───── MATERIAL SUPPLIED

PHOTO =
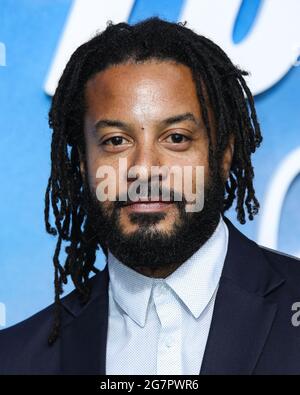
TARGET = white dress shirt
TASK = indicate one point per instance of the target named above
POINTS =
(160, 326)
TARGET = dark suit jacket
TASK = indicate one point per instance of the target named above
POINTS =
(251, 330)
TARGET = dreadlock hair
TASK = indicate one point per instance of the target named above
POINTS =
(233, 109)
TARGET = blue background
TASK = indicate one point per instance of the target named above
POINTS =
(30, 30)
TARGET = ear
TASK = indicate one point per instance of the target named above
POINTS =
(227, 157)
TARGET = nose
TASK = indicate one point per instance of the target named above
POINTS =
(143, 158)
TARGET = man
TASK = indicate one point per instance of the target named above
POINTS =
(183, 291)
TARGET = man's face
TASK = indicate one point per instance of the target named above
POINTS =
(143, 99)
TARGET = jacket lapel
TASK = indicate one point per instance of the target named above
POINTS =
(241, 322)
(83, 339)
(242, 316)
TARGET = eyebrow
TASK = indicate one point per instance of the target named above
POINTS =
(188, 116)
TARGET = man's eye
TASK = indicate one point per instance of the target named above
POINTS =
(116, 140)
(177, 138)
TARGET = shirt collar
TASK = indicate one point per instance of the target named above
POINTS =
(194, 282)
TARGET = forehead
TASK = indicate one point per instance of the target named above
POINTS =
(150, 88)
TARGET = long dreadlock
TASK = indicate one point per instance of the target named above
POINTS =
(225, 89)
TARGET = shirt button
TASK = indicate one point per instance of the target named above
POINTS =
(169, 342)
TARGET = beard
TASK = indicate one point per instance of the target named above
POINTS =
(148, 247)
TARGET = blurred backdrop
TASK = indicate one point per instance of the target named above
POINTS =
(36, 39)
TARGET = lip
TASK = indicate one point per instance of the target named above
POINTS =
(148, 206)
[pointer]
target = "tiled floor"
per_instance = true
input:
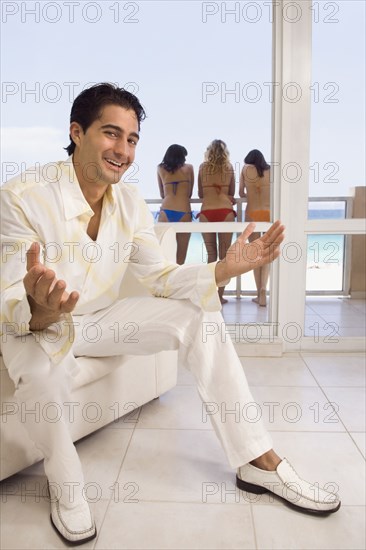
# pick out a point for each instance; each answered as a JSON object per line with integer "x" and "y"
{"x": 159, "y": 479}
{"x": 324, "y": 316}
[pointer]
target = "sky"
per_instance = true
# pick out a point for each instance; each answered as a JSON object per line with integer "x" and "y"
{"x": 202, "y": 70}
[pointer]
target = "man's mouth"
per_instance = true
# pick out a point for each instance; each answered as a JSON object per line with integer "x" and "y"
{"x": 114, "y": 163}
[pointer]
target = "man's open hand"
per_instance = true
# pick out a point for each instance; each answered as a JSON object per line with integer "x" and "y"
{"x": 46, "y": 295}
{"x": 243, "y": 256}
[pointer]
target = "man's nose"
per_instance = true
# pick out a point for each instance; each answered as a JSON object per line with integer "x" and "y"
{"x": 121, "y": 148}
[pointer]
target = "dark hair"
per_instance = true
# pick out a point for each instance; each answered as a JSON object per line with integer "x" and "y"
{"x": 174, "y": 157}
{"x": 89, "y": 103}
{"x": 256, "y": 157}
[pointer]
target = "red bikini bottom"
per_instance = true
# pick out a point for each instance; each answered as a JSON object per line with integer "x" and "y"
{"x": 217, "y": 214}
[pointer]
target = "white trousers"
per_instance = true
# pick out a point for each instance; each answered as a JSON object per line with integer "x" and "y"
{"x": 139, "y": 326}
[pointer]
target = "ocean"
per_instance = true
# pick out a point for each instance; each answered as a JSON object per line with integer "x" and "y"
{"x": 325, "y": 253}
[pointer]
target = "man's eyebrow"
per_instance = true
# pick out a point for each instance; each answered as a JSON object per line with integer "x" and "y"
{"x": 118, "y": 129}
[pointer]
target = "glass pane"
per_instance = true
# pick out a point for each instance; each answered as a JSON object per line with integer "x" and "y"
{"x": 336, "y": 287}
{"x": 337, "y": 145}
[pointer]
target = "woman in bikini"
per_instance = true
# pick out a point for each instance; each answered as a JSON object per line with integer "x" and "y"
{"x": 216, "y": 186}
{"x": 176, "y": 179}
{"x": 255, "y": 186}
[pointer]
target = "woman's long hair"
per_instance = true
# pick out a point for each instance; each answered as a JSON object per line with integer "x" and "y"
{"x": 256, "y": 157}
{"x": 217, "y": 156}
{"x": 174, "y": 158}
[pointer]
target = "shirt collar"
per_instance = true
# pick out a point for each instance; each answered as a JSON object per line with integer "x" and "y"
{"x": 75, "y": 204}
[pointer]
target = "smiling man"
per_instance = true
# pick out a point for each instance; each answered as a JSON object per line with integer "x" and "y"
{"x": 74, "y": 206}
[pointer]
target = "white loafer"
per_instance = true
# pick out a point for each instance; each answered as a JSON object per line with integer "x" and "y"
{"x": 74, "y": 524}
{"x": 286, "y": 484}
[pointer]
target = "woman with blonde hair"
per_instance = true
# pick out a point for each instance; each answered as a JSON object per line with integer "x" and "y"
{"x": 176, "y": 179}
{"x": 216, "y": 188}
{"x": 255, "y": 186}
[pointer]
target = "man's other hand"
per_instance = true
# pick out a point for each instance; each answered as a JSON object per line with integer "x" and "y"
{"x": 243, "y": 256}
{"x": 47, "y": 296}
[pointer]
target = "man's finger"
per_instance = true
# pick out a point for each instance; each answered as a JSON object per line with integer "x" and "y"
{"x": 43, "y": 286}
{"x": 247, "y": 232}
{"x": 33, "y": 254}
{"x": 31, "y": 278}
{"x": 68, "y": 305}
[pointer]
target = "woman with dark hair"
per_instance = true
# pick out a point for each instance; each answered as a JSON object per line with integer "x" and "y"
{"x": 216, "y": 186}
{"x": 255, "y": 186}
{"x": 176, "y": 179}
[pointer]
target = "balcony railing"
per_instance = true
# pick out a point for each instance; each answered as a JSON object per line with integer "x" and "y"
{"x": 342, "y": 209}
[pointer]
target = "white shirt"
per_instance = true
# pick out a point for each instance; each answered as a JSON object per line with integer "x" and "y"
{"x": 45, "y": 204}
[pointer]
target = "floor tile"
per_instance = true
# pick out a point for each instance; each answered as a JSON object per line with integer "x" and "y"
{"x": 282, "y": 528}
{"x": 185, "y": 378}
{"x": 330, "y": 370}
{"x": 292, "y": 409}
{"x": 360, "y": 439}
{"x": 351, "y": 406}
{"x": 173, "y": 526}
{"x": 177, "y": 466}
{"x": 180, "y": 408}
{"x": 277, "y": 371}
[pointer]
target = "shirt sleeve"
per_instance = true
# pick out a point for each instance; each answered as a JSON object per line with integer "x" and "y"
{"x": 167, "y": 279}
{"x": 17, "y": 234}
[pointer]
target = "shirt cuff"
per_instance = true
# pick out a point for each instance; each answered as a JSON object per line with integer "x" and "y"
{"x": 56, "y": 340}
{"x": 206, "y": 295}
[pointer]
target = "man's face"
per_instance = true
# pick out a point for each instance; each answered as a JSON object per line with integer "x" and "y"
{"x": 107, "y": 149}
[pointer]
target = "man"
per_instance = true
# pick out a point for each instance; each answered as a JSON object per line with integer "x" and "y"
{"x": 76, "y": 205}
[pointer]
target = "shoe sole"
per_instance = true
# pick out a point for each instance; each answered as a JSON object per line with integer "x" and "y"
{"x": 258, "y": 490}
{"x": 73, "y": 542}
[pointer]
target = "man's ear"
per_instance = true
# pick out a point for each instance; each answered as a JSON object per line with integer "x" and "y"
{"x": 76, "y": 132}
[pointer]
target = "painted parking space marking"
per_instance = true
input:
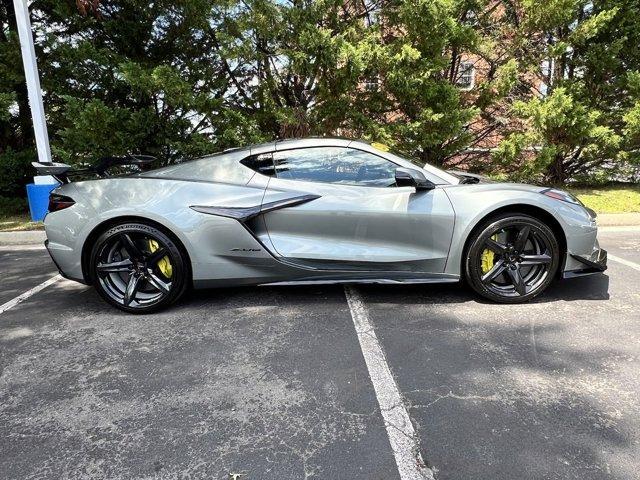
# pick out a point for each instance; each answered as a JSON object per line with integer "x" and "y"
{"x": 22, "y": 297}
{"x": 402, "y": 436}
{"x": 622, "y": 261}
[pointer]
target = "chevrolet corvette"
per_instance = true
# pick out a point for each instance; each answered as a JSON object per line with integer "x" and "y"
{"x": 315, "y": 210}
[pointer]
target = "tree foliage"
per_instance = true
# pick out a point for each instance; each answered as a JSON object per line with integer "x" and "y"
{"x": 185, "y": 77}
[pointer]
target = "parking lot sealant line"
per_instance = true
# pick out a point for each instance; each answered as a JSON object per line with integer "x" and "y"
{"x": 20, "y": 298}
{"x": 628, "y": 263}
{"x": 402, "y": 436}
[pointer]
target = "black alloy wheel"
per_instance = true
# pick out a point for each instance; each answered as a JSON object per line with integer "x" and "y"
{"x": 512, "y": 259}
{"x": 138, "y": 268}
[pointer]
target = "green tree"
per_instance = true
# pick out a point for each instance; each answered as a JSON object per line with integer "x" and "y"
{"x": 584, "y": 121}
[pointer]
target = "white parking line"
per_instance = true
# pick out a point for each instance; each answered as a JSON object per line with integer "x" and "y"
{"x": 628, "y": 263}
{"x": 402, "y": 436}
{"x": 20, "y": 298}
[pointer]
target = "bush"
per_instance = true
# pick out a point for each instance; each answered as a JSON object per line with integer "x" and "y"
{"x": 15, "y": 172}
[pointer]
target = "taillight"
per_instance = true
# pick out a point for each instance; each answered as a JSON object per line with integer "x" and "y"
{"x": 59, "y": 202}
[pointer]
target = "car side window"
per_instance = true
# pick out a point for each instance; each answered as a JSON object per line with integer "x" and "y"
{"x": 338, "y": 165}
{"x": 261, "y": 163}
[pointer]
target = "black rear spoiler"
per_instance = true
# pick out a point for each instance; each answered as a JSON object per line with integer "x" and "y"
{"x": 61, "y": 171}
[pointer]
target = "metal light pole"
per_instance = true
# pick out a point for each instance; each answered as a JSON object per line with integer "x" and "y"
{"x": 33, "y": 80}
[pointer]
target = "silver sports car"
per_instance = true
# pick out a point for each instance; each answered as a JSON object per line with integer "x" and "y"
{"x": 311, "y": 211}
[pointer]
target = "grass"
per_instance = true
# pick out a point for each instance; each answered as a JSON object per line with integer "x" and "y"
{"x": 617, "y": 198}
{"x": 14, "y": 223}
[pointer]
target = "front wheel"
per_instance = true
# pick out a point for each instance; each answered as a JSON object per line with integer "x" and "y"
{"x": 138, "y": 268}
{"x": 512, "y": 259}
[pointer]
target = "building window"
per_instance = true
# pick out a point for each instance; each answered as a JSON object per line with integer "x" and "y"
{"x": 466, "y": 76}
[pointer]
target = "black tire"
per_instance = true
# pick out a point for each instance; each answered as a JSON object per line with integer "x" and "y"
{"x": 522, "y": 261}
{"x": 130, "y": 271}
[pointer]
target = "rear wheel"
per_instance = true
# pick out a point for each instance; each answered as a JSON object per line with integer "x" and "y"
{"x": 138, "y": 268}
{"x": 512, "y": 259}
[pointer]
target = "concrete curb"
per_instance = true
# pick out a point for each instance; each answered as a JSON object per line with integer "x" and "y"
{"x": 27, "y": 237}
{"x": 618, "y": 219}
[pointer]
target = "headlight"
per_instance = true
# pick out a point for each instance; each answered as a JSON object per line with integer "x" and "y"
{"x": 562, "y": 196}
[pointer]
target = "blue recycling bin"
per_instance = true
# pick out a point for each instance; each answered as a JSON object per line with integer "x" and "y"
{"x": 38, "y": 196}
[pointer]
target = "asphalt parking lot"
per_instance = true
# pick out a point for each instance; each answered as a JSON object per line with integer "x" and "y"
{"x": 272, "y": 383}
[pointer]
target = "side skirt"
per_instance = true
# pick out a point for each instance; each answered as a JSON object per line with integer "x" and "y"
{"x": 444, "y": 278}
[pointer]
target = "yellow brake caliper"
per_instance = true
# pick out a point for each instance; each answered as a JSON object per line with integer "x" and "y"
{"x": 163, "y": 264}
{"x": 488, "y": 258}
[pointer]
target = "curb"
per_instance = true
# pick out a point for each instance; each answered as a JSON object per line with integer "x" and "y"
{"x": 618, "y": 219}
{"x": 27, "y": 237}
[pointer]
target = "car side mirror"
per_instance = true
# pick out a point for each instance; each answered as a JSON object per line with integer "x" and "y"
{"x": 408, "y": 177}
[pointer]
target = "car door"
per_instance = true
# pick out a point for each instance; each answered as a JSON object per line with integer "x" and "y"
{"x": 360, "y": 218}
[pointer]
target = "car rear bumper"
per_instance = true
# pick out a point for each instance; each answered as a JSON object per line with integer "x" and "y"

──────────

EXERCISE: Could you copy every line from the records that has "jacket" in it?

EXERCISE ANSWER:
TARGET = dark suit jacket
TARGET = jacket lapel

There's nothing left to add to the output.